# TASK
Which lines in the records below contain the word "asked"? Pull out each of those lines in full.

*** DATASET RECORDS ***

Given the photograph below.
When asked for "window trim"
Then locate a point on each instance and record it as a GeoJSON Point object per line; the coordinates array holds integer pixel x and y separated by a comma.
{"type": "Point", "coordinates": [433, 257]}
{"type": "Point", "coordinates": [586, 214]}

***
*** DATASET RECORDS ***

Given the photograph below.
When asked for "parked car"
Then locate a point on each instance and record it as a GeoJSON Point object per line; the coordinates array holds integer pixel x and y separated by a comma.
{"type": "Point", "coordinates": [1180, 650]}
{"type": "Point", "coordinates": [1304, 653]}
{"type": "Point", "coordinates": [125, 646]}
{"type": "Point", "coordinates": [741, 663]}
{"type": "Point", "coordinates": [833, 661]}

***

# EXERCISE RESPONSE
When asked for "window trim"
When asked for "parked car"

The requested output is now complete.